┌────────
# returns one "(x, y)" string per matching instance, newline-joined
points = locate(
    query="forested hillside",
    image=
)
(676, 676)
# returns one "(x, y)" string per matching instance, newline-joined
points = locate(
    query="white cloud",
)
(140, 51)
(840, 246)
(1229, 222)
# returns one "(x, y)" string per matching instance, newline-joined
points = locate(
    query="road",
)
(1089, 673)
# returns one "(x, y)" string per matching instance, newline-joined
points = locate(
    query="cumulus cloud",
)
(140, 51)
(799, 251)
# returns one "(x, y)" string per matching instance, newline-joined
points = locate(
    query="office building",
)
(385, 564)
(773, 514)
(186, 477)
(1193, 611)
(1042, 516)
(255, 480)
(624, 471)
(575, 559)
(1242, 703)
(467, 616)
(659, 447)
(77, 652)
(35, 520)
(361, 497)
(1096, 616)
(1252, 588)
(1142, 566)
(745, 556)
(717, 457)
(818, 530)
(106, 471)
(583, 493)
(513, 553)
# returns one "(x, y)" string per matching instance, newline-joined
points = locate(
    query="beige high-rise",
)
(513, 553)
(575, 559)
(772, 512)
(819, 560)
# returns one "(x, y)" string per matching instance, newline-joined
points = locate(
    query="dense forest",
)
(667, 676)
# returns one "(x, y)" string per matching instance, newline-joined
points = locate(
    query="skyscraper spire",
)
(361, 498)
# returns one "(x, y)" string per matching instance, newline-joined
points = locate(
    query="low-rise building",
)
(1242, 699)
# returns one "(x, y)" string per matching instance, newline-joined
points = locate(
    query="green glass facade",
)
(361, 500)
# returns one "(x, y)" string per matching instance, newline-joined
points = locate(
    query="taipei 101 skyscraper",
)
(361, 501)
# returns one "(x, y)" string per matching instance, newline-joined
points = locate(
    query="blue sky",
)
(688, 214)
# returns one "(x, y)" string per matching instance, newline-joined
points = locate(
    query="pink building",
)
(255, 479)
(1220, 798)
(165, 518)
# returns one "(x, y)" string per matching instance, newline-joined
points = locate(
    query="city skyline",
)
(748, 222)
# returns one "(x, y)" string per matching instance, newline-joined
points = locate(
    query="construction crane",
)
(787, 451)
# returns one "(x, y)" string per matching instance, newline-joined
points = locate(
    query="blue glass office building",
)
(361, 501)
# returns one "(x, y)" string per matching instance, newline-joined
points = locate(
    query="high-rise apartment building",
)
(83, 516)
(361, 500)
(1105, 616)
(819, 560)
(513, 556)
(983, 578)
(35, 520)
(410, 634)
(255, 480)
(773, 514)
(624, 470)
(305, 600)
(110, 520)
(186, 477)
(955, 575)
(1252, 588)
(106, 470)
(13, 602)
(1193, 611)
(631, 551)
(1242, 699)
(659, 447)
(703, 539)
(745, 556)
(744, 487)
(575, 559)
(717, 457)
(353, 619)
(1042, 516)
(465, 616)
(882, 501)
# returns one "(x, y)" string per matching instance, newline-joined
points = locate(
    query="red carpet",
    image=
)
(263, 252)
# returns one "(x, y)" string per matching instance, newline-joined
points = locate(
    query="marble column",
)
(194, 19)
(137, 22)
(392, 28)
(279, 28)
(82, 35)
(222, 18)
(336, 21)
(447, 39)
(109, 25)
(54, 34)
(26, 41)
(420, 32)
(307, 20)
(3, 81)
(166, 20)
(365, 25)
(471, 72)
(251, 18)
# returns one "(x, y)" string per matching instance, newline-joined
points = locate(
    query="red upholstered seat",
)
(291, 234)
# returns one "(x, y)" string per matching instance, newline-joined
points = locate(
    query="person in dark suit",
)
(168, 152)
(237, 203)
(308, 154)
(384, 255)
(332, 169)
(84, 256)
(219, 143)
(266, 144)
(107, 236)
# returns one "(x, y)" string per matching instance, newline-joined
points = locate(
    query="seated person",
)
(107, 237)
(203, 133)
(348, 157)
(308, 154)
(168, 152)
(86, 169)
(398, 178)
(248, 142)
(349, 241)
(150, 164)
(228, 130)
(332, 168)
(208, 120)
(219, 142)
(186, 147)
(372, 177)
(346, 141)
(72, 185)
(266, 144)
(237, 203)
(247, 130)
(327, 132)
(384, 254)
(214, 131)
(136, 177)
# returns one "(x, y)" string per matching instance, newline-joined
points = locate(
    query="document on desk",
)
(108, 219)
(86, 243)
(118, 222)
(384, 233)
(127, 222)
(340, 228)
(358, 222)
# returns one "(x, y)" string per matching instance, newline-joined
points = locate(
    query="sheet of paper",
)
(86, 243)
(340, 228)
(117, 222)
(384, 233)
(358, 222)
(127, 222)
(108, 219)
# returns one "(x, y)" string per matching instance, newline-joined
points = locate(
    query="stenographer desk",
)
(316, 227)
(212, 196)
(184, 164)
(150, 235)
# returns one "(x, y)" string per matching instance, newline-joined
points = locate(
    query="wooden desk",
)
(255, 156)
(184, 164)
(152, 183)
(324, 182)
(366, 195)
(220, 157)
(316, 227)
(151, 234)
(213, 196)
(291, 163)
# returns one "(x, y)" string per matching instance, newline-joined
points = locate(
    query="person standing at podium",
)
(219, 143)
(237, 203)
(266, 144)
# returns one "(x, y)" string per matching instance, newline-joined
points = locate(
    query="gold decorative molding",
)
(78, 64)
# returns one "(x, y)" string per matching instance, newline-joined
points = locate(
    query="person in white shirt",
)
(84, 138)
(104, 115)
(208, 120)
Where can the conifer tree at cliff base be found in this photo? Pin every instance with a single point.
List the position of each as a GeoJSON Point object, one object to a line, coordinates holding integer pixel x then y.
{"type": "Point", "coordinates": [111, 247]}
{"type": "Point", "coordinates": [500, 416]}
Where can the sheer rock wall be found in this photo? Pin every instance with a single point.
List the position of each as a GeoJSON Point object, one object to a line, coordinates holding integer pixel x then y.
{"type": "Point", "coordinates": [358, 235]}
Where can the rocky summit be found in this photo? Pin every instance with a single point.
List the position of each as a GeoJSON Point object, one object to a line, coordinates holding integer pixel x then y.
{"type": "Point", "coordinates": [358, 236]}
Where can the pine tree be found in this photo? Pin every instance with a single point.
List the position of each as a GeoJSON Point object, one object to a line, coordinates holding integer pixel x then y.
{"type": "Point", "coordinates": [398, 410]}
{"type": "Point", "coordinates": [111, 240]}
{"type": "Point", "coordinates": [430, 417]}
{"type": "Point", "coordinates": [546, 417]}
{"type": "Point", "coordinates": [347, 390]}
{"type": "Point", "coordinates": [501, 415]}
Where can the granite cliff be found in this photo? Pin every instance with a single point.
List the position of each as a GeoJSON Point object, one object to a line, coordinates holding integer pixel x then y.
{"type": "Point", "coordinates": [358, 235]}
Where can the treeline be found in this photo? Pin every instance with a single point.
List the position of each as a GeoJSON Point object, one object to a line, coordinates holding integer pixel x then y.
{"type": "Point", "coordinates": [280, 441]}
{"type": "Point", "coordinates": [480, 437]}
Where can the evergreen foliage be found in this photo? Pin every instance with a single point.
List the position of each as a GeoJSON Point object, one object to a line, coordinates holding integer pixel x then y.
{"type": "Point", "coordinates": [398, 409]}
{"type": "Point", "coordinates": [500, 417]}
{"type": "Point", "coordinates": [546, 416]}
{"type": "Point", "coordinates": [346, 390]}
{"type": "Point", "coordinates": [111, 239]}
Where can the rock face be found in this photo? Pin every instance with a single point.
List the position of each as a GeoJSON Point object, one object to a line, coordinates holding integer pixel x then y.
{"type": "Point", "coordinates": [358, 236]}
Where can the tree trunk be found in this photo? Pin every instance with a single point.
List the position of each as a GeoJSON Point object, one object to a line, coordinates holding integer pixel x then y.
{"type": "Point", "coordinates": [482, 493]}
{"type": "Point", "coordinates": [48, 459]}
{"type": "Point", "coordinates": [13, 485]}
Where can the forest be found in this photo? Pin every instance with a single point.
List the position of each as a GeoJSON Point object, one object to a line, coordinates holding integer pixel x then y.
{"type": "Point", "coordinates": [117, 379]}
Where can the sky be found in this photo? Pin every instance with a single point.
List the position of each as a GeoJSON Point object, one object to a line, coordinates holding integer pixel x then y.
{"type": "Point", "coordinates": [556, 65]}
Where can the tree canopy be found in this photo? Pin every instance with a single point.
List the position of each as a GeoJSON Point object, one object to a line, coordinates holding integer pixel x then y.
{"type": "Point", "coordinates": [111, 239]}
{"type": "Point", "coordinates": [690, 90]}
└────────
◆ Written problem:
Set down, unchanged, the line that contains "Where can the tree trunk" together with every later line in the records, through the last one.

◆ Answer to this task:
Where can the tree trunk be found in this photo? Pin every instance with a single point.
List the position of each as a GeoJSON Point object, one object to a line, coordinates holding integer pixel x then y.
{"type": "Point", "coordinates": [482, 493]}
{"type": "Point", "coordinates": [48, 459]}
{"type": "Point", "coordinates": [13, 485]}
Where can the forest be found in this photo? Pin every instance with a single point.
List the position of each as a GeoJSON Point object, one object to a line, coordinates holding integer pixel x then y.
{"type": "Point", "coordinates": [117, 379]}
Where can the sky be found in this photo? Pin every instance with a single point.
List the position of each as a GeoJSON Point object, one object to a line, coordinates holding integer pixel x then y.
{"type": "Point", "coordinates": [556, 65]}
Where can the tree canopy be found in this photo? Pin every instance with a single point.
List the position of each as a GeoJSON Point object, one object to a line, coordinates holding integer pixel x then y.
{"type": "Point", "coordinates": [111, 239]}
{"type": "Point", "coordinates": [690, 90]}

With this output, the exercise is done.